• _DIRECTIONS_:
Only the pictures are to be left out; set down the rest of the records exactly.

(Region pointing data)
* * *
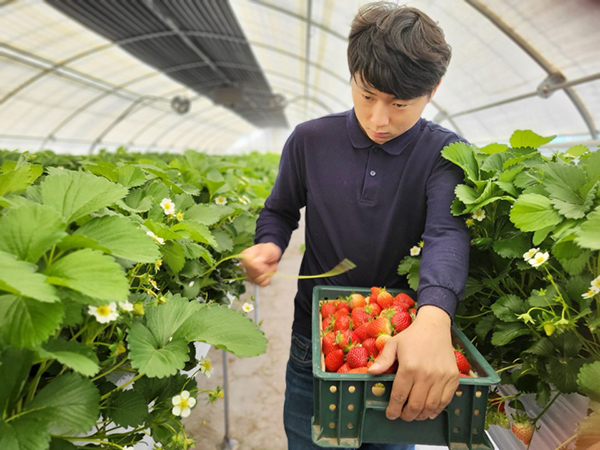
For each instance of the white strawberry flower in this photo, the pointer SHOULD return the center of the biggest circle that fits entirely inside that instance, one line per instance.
(182, 404)
(595, 286)
(126, 306)
(161, 241)
(539, 259)
(168, 206)
(530, 253)
(104, 313)
(206, 366)
(479, 215)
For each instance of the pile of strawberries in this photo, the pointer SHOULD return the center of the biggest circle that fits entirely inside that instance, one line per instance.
* * *
• _RESULT FOR THIS EXERCISE_:
For each instance of the white strawberry flower in this photo, the pointer SHOULD return the center of the biggest circle that fits entirely inside that instance, one line per instance.
(182, 404)
(595, 286)
(126, 306)
(161, 241)
(539, 259)
(168, 206)
(530, 253)
(104, 313)
(206, 366)
(479, 215)
For each instance of the pile of strawberries in this photo, the pointer SHOULD return the center of the biggest circle that fits entirely inside that instance, one line per instance.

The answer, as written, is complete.